What is asked: Report every line below that contains the string "nose", matching case exactly.

Provided records:
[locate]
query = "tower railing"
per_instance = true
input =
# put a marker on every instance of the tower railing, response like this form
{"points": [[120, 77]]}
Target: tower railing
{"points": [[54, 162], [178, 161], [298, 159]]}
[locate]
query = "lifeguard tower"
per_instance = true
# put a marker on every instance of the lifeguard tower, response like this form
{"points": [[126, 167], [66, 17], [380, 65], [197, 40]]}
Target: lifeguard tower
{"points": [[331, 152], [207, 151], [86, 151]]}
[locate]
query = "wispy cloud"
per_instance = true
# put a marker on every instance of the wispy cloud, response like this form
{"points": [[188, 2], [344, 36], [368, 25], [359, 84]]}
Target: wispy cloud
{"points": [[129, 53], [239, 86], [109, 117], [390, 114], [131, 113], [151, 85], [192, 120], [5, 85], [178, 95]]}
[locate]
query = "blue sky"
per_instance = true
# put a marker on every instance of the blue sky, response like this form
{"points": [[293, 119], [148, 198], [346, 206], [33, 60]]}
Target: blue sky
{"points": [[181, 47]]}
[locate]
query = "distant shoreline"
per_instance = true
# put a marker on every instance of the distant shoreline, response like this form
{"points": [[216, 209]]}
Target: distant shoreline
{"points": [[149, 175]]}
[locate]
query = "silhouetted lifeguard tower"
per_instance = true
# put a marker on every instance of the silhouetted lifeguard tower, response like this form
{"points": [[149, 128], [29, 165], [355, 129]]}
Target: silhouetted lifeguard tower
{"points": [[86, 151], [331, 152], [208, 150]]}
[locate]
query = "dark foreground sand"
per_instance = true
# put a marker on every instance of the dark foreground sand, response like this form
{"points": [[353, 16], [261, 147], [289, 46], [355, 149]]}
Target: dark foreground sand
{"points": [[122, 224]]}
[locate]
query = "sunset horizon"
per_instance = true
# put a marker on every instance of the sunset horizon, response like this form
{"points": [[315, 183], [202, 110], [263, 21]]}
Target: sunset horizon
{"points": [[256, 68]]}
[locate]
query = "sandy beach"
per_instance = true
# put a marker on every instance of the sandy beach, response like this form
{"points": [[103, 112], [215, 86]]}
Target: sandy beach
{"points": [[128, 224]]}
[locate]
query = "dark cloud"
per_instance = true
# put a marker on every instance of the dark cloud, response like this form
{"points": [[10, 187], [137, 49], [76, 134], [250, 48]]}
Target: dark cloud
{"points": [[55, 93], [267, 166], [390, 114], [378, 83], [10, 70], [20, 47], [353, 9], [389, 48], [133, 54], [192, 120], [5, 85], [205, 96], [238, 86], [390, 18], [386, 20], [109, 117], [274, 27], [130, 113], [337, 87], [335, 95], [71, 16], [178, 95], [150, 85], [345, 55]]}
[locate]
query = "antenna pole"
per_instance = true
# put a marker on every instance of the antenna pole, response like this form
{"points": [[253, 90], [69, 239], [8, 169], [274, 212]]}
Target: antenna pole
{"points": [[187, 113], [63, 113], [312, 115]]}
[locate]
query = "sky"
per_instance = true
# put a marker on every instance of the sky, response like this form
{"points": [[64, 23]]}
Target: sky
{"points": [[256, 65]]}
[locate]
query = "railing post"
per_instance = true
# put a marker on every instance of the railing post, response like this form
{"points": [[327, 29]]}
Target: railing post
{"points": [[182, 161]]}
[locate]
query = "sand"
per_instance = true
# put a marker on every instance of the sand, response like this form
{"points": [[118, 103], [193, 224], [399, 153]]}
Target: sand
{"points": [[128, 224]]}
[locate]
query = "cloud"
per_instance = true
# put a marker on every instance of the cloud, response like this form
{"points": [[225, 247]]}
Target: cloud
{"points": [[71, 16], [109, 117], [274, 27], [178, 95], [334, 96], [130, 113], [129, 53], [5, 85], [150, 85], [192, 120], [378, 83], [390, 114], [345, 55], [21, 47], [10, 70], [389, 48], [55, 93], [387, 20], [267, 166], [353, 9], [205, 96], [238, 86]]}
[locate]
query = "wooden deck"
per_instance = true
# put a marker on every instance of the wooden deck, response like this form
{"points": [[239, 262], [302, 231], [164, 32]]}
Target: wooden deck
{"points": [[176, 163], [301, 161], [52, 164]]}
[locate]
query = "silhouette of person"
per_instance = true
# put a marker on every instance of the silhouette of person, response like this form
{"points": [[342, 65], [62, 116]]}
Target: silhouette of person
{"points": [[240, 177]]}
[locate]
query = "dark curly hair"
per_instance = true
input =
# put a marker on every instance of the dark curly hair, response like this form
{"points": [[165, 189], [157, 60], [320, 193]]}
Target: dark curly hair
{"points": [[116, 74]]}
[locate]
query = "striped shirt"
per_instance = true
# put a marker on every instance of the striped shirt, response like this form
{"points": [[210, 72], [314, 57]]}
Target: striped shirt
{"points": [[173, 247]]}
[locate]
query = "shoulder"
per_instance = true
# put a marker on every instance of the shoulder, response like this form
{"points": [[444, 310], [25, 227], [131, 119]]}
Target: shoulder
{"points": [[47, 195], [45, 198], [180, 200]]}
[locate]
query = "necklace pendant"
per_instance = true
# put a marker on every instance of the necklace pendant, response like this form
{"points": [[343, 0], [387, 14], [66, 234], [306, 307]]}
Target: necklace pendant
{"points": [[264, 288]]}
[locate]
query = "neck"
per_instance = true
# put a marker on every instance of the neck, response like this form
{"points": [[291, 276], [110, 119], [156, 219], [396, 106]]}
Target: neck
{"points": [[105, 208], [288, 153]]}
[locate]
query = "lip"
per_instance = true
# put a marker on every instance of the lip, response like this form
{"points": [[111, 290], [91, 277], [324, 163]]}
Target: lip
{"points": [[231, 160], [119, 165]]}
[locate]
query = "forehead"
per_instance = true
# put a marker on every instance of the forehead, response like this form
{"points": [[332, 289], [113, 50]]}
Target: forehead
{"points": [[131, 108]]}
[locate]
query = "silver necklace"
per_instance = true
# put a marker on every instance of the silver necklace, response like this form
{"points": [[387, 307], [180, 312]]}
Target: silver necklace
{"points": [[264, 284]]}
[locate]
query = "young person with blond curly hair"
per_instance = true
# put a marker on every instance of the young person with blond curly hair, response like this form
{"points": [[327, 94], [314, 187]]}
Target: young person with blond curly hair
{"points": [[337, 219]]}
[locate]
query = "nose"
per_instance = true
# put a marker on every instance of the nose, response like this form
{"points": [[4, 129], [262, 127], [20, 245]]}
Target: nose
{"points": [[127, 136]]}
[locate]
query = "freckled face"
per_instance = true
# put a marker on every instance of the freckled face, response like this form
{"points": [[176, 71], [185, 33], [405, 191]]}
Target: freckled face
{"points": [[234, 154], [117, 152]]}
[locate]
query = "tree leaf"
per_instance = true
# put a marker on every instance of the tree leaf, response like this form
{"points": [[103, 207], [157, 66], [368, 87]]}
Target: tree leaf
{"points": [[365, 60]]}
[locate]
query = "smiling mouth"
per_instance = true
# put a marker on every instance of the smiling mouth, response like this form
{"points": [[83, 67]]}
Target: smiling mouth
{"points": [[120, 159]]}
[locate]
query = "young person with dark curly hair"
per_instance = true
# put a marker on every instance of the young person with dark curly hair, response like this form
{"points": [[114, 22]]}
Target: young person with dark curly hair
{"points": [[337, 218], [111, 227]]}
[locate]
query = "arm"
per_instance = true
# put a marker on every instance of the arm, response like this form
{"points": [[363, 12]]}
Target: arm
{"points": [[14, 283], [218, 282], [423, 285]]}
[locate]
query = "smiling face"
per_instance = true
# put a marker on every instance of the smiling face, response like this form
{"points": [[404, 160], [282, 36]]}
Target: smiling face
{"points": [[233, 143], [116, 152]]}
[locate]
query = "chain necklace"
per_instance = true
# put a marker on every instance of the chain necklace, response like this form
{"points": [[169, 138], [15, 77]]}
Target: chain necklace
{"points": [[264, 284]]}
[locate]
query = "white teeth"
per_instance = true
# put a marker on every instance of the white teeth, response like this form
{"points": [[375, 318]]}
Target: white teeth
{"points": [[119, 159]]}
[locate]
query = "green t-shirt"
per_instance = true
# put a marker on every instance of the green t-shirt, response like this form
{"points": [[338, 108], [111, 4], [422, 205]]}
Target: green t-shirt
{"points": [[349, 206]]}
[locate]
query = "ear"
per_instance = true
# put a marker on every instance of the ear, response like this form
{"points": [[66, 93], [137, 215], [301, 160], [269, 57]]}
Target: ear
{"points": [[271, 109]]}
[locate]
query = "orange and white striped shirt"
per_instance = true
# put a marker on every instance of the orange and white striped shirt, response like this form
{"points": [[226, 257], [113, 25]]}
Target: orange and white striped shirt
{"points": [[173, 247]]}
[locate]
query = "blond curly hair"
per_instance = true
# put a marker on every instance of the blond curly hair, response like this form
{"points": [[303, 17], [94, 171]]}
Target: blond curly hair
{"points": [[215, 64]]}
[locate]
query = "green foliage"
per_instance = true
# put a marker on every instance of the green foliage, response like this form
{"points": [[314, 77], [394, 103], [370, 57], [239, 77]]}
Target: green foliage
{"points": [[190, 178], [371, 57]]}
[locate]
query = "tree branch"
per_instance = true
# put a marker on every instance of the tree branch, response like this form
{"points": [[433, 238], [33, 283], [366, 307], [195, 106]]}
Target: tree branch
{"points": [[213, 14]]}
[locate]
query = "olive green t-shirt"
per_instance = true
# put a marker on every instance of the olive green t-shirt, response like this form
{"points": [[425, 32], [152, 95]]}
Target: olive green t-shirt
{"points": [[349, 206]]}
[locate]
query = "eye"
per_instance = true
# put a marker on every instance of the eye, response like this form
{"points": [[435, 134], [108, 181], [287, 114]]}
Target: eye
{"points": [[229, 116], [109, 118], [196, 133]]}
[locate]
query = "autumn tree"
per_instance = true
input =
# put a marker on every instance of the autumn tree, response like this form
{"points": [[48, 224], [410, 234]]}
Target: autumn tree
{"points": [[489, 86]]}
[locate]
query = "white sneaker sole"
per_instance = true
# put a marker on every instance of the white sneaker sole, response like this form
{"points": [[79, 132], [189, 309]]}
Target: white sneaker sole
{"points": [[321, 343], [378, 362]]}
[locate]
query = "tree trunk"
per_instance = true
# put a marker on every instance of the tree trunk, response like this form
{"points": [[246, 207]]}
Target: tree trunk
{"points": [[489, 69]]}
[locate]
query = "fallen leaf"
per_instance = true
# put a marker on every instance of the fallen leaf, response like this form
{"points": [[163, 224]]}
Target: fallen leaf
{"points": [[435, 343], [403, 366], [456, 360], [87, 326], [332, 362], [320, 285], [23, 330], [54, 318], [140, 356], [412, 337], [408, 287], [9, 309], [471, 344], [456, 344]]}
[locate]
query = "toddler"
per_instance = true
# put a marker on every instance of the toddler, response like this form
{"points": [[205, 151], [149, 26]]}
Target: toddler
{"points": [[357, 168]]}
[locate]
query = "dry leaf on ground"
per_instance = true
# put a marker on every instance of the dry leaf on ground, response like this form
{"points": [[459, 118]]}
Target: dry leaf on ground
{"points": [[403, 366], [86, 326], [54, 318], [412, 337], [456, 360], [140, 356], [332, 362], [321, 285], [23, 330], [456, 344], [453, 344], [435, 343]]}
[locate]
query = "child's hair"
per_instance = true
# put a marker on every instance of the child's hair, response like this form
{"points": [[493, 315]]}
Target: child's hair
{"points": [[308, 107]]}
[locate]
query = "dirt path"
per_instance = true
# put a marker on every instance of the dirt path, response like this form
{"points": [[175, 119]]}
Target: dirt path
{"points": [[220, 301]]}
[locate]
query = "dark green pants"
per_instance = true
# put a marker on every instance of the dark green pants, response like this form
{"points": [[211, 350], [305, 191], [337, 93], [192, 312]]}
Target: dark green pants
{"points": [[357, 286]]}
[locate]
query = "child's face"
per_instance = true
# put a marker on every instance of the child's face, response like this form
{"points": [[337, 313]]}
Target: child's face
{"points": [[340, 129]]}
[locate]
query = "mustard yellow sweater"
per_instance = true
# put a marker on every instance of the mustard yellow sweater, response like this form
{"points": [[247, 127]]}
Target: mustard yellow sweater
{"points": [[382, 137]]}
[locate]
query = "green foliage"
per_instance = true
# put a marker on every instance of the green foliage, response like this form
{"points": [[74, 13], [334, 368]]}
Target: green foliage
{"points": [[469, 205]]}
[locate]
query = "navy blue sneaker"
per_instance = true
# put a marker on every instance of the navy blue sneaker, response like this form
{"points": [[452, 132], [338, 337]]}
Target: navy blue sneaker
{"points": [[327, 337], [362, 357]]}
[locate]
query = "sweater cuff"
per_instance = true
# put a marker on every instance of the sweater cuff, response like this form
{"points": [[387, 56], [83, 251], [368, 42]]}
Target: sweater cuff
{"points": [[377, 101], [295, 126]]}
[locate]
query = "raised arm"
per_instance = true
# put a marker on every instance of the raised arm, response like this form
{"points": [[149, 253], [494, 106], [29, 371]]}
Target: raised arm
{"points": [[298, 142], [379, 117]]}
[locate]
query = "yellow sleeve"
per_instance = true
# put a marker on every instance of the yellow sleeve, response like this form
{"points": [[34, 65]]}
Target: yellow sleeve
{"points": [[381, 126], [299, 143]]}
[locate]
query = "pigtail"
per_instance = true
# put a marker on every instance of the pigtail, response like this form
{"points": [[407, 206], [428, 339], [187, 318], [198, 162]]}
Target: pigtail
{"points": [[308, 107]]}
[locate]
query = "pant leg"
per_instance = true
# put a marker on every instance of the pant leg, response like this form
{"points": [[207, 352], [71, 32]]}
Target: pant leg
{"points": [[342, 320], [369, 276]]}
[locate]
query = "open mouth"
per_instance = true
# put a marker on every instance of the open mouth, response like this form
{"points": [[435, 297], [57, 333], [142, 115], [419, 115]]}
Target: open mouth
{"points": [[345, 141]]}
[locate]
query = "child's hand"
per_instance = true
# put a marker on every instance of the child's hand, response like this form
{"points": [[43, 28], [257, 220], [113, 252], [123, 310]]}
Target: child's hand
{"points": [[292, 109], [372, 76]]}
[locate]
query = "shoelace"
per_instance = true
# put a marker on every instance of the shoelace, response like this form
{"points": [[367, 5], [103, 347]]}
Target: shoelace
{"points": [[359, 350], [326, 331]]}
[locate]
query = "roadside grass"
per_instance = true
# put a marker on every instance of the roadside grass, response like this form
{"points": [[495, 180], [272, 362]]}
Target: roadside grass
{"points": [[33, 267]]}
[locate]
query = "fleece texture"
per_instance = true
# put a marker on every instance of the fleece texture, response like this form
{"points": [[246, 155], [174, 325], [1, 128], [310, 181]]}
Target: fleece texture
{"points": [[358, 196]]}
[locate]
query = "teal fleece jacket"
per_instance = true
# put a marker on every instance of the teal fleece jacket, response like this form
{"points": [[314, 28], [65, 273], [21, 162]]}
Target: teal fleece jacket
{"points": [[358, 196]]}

Exercise result:
query = "nose"
# put a marker on every instance of the nose, response like this form
Target: nose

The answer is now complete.